• [Exercise aim] For each line below, return an exact copy.

• [Records provided]

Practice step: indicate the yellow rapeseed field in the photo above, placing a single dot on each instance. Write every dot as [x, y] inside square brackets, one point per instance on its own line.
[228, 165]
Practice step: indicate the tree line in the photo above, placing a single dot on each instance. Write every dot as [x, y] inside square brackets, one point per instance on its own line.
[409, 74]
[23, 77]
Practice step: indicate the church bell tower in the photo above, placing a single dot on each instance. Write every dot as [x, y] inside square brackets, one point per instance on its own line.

• [Written response]
Practice step: indicate the yellow rapeseed field in the photo above, placing a single dot on each instance. Write every dot as [x, y] inside square brackets, one point per instance on its own line.
[228, 165]
Practice step: indicate the tree line in the photo above, placing a single dot on each instance. Write every dot as [x, y] inside square brackets, one point per instance on its own line.
[409, 74]
[23, 77]
Practice step: indicate the church bell tower in the photo above, placing a single dot on each instance. Write every dot as [x, y] inside square brackets, one point per instance on its own line.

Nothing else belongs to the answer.